A une époque, on pouvait rencontrer des gens qui vous affirmaient sérieusement avoir « très bien connu Boris Vian ». C’est maintenant un peu pareil pour Ayrton Senna, sauf que les imposteurs en France sont vite démasqués. Seules deux personnalités publiques peuvent se targuer d’avoir été proches du champion disparu : l’ex-directeur technique de Lotus, Gérard Ducarouge, et le journaliste de Libération, Lionel Froissart. Qui peut se vanter, lui, de l’avoir rencontré à la lointaine époque où il ne s’appelait pas encore Senna.
Propos recueillis par Pierre Ménard – Photos : Archives Lionel Froissart
(Cette note fut initialement publiée sur Classic Courses en mai 2014).
PM – CC: Tu vois Ayrton pour la première fois alors que c’est un parfait inconnu ici.

• **EXTRAITS DE DONNÉES**
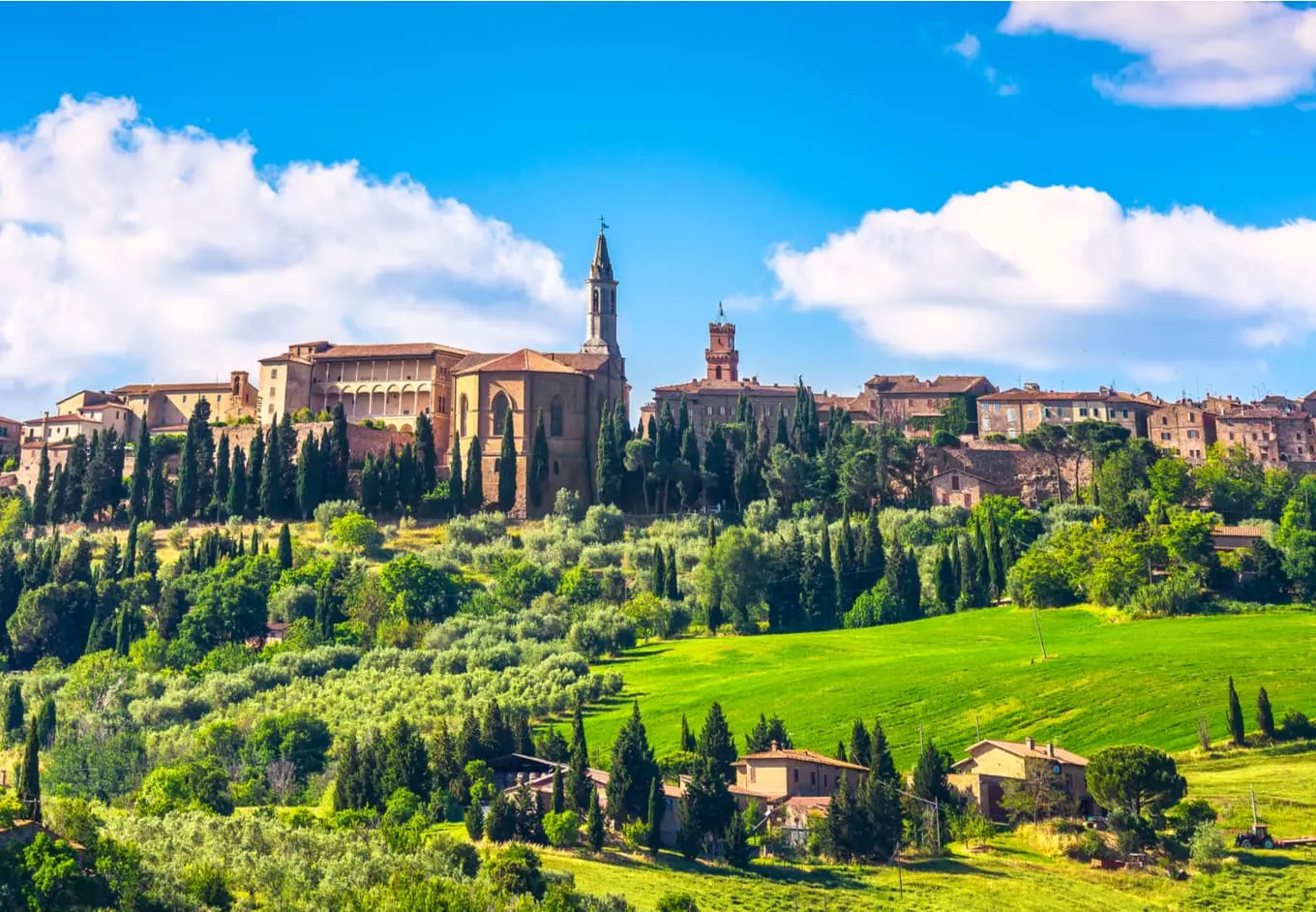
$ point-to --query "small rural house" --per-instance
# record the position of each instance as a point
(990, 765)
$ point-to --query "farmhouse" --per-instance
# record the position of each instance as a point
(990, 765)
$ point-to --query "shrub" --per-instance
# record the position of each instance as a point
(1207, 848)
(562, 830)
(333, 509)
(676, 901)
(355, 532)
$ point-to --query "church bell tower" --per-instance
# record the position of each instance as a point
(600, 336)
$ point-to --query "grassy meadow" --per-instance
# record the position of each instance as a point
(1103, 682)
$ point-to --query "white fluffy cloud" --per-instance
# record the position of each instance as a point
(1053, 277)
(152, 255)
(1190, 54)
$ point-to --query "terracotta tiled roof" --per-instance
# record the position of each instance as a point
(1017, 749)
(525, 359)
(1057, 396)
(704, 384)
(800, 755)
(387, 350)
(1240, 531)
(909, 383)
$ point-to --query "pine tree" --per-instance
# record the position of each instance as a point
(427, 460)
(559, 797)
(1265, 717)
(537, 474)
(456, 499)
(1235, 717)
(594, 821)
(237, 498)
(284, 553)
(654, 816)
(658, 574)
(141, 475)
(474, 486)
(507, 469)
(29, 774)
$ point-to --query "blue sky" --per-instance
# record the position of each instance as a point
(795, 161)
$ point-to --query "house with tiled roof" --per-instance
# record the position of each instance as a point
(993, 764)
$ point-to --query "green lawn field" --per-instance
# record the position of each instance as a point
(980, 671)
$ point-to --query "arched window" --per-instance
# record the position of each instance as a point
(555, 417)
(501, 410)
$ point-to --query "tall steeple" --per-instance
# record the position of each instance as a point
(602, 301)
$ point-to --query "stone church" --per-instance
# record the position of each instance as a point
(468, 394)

* * *

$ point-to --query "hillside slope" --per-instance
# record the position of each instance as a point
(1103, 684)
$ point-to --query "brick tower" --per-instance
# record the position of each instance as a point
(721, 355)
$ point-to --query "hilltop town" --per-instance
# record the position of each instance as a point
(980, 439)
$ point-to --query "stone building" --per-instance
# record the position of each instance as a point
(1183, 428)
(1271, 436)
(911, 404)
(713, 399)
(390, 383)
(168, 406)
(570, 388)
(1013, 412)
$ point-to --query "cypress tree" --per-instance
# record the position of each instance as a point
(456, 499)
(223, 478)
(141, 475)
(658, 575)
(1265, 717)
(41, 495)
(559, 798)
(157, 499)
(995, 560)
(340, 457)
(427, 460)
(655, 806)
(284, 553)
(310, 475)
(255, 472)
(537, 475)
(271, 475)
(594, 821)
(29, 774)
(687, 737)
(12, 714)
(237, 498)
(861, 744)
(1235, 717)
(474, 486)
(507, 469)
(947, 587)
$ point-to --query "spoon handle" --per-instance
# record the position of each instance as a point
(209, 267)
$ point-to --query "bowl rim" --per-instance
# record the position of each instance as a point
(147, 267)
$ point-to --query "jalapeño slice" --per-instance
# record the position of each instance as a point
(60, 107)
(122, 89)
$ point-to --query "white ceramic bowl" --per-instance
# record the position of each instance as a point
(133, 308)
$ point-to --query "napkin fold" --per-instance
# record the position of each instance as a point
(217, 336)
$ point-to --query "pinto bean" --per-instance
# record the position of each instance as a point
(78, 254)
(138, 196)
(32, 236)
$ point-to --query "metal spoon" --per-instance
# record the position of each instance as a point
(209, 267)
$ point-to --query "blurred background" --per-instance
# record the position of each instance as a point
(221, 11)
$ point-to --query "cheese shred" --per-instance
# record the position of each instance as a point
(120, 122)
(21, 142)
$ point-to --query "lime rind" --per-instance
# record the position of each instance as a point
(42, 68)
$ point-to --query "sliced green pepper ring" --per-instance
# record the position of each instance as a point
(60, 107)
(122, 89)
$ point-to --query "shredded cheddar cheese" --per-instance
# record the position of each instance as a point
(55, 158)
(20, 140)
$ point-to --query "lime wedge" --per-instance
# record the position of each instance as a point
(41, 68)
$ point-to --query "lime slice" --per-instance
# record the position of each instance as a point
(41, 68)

* * *

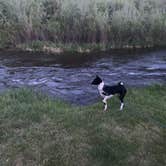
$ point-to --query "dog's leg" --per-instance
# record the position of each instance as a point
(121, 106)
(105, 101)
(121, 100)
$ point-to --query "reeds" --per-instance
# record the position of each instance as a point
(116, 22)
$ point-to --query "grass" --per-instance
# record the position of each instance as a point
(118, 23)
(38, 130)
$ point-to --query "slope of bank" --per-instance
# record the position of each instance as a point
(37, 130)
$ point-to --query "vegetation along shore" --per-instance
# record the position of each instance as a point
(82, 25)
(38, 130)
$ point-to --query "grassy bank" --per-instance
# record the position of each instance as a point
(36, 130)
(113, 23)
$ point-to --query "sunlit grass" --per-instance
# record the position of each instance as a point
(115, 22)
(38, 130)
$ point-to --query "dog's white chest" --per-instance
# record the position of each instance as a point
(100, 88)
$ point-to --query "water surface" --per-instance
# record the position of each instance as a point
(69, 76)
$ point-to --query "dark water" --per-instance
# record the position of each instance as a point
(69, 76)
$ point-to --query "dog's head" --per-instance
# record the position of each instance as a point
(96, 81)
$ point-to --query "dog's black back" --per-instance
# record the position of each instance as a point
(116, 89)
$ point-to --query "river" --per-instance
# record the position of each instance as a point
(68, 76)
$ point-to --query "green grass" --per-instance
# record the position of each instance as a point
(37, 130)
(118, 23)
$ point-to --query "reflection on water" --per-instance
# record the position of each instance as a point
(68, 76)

• **TÂCHES À RÉALISER**
1. Recopiez, s'il vous plaît, le texte sur Ayrton Senna de « A une époque, on » à « pas encore Senna. ».
2. Relevez toutes les personnes nommées par leur prénom et leur nom dans le texte sur Ayrton Senna.
Les données n'interviennent en rien ici.

• **RÉSULTATS DANS L'ORDRE**
1.
A une époque, on pouvait rencontrer des gens qui vous affirmaient sérieusement avoir « très bien connu Boris Vian ». C’est maintenant un peu pareil pour Ayrton Senna, sauf que les imposteurs en France sont vite démasqués. Seules deux personnalités publiques peuvent se targuer d’avoir été proches du champion disparu : l’ex-directeur technique de Lotus, Gérard Ducarouge, et le journaliste de Libération, Lionel Froissart. Qui peut se vanter, lui, de l’avoir rencontré à la lointaine époque où il ne s’appelait pas encore Senna.

2. Boris Vian, Ayrton Senna, Gérard Ducarouge, Lionel Froissart, Pierre Ménard